§ Task instructions:
Retype all the records with nothing changed.

§ Saved entries:
=== Begin Enclosure ===
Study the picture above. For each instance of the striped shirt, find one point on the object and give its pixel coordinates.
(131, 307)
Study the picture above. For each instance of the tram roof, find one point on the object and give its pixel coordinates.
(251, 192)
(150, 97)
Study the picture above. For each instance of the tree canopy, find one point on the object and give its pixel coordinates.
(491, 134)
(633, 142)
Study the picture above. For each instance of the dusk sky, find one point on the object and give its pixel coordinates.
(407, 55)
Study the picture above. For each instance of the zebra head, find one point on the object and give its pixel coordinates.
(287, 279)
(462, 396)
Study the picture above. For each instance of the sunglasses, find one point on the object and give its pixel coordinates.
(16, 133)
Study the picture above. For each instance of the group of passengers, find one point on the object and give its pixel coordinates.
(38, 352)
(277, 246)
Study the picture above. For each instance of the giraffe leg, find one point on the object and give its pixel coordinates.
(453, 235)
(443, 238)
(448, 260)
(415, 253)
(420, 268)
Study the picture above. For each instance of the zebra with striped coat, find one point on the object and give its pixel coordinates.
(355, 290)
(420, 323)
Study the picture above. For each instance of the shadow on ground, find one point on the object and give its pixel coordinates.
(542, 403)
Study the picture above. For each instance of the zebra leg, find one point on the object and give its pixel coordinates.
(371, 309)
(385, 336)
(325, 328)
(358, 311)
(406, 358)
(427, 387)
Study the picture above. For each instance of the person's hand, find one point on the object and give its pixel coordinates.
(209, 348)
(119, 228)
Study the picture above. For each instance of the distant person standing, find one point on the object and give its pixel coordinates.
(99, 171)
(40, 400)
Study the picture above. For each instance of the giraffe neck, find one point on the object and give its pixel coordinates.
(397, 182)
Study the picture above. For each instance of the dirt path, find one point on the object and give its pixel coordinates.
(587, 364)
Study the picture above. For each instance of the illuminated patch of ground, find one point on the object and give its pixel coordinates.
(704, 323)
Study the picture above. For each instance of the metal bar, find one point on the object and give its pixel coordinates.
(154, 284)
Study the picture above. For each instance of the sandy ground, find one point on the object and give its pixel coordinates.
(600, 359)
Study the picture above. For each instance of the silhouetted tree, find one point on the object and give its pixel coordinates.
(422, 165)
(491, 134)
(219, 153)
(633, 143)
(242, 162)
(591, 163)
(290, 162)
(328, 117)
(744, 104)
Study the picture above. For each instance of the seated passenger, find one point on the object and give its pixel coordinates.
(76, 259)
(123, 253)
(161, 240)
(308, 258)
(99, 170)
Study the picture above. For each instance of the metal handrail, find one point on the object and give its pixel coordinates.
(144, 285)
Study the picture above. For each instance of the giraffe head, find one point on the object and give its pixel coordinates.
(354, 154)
=== End Enclosure ===
§ Answer box:
Study the picture above. For each instance of the striped shirt, find one point on the object and give its pixel coordinates.
(131, 307)
Study the picture above. For each instance of the tram roof, find one point on the object and give its pixel coordinates.
(251, 192)
(150, 97)
Study the picture above. For each instance of the tree canopy, find one point on the object and give its pixel coordinates.
(491, 134)
(633, 142)
Study the picture above. For each instance of the dusk sky, find one point on the object and give its pixel coordinates.
(407, 55)
Study the picture above. For each instance of the zebra head, find one point on the object and give its pixel coordinates.
(287, 279)
(462, 396)
Study the picture above. For each instance of the sunglasses, find one point on the object and give its pixel coordinates.
(16, 133)
Study the picture above. For each instance of the group of passengers, find one point on the object and give its pixel coordinates.
(38, 352)
(277, 246)
Study the picture above. For each instance of the giraffe leg, find one point on the object and give its pixel coordinates.
(453, 235)
(443, 238)
(448, 260)
(415, 253)
(420, 268)
Study the picture above. For each instance of the zebra with striped coat, find one point on the object and give its pixel coordinates.
(355, 290)
(420, 323)
Study the picture above. For each instance of the shadow on ground, find one point on the object and give its pixel coordinates.
(542, 403)
Study the picture above. For each instance of the zebra leg, find one point on the object and give its pixel coordinates.
(371, 309)
(385, 336)
(325, 328)
(358, 311)
(406, 358)
(427, 387)
Study the picture above. For each instance of the person's hand, find one point on the object and give its pixel coordinates.
(209, 348)
(119, 228)
Study the picture above. For each instance of the distant person standing, find one point on the object and give its pixel coordinates.
(99, 171)
(40, 400)
Study the picture above. For each instance of the giraffe neck, find one point on the object and give its pixel coordinates.
(397, 182)
Study the picture above. For each instance of the dirt path, find one point on the object and give its pixel coordinates.
(587, 364)
Study the picture above. For each instance of the illuminated patch of ground, find one point on the object and give its pixel coordinates.
(704, 323)
Study the picture above. For each instance of the metal bar, find one point on the object and give its pixel coordinates.
(154, 284)
Study the picture above. For each instance of the sandy ground, find one point on the object and give its pixel coordinates.
(600, 359)
Study the picture above. For each instance of the silhouetted tree, find one point on the object and give its pixel coordinates.
(422, 165)
(491, 134)
(219, 153)
(633, 143)
(242, 162)
(591, 163)
(290, 162)
(328, 117)
(744, 104)
Study the picture above. For each instance of the seated passenger, find one point on the object and give its pixel coordinates.
(76, 259)
(123, 253)
(161, 240)
(308, 258)
(99, 170)
Study the picture above. For each instance of the metal handrail, find one point on the object and give its pixel coordinates.
(144, 285)
Study the picture above. For each instance of the giraffe head, find one point on the object and give its pixel coordinates.
(354, 154)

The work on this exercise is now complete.